The fifth node in the cluster was affected by hardware failure and hence
the node was replaced in the ceph cluster. But we were not able to replace
it properly and hence we uninstalled the ceph in all the nodes, deleted the
pools and also zapped the osd's and recreated them as new ceph cluster. But
not sure where from the reference for the old fifth nodes(failed nodes)
osd's fsid's are coming from still. Is this creating the problem. Because I
am seeing that the OSD's in the fifth node are showing up in the ceph
status whereas the other nodes osd's are showing down.

On Fri, Nov 8, 2019 at 7:25 PM huang jun  wrote:

> I saw many lines like that
>
> mon.cn1@0(leader).osd e1805 preprocess_boot from osd.112
> v2:10.50.11.45:6822/158344 clashes with existing osd: different fsid
> (ours: 85908622-31bd-4728-9be3-f1f6ca44ed98 ; theirs:
> 127fdc44-c17e-42ee-bcd4-d577c0ef4479)

▬▬▬

# [Actions to take]
A – In the ceph cluster thread, which node in the cluster was hit by hardware failure?
B – Copy the stretch of the ceph cluster thread from "The fifth node in" through "are showing down.".
C – In the ceph cluster thread, what steps does the writer say were taken after the fifth node could not be replaced properly? List them all.
The data has nothing to do with the ceph cluster thread.

▬▬▬

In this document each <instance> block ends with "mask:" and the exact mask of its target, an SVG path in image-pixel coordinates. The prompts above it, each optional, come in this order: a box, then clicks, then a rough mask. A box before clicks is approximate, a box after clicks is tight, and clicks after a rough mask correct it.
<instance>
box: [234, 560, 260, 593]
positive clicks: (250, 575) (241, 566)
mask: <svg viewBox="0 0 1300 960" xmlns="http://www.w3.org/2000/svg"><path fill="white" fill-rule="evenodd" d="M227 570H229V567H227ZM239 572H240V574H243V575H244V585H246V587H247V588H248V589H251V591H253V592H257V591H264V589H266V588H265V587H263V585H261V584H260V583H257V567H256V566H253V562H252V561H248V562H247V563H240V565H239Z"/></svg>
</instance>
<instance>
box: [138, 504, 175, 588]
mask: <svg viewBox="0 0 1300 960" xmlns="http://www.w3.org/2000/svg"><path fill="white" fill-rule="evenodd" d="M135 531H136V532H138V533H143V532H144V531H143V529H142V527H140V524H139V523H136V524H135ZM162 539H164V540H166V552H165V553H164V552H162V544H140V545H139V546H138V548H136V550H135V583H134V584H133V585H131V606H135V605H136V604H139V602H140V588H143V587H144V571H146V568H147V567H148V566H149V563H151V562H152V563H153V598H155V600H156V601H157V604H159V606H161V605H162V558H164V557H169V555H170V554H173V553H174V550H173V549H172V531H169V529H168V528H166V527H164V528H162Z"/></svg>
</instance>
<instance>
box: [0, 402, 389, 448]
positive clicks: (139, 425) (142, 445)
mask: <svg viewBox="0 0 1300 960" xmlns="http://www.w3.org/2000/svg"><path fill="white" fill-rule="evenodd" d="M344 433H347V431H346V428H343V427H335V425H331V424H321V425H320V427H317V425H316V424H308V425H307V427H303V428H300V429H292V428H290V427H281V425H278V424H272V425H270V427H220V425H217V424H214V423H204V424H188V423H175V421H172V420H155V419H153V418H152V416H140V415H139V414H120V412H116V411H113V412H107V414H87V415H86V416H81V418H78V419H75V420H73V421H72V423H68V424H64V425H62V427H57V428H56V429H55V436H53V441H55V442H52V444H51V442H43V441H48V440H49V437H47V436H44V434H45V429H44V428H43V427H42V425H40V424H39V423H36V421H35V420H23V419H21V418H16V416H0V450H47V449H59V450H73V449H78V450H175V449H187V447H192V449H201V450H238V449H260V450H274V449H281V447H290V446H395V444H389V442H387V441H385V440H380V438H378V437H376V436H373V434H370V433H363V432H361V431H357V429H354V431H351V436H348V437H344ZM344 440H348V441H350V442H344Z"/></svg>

▬▬▬

# [Answers provided]
A – The fifth node.

B –
The fifth node in the cluster was affected by hardware failure and hence
the node was replaced in the ceph cluster. But we were not able to replace
it properly and hence we uninstalled the ceph in all the nodes, deleted the
pools and also zapped the osd's and recreated them as new ceph cluster. But
not sure where from the reference for the old fifth nodes(failed nodes)
osd's fsid's are coming from still. Is this creating the problem. Because I
am seeing that the OSD's in the fifth node are showing up in the ceph
status whereas the other nodes osd's are showing down.

C –
- Uninstalled ceph in all the nodes
- Deleted the pools
- Zapped the osd's
- Recreated them as a new ceph cluster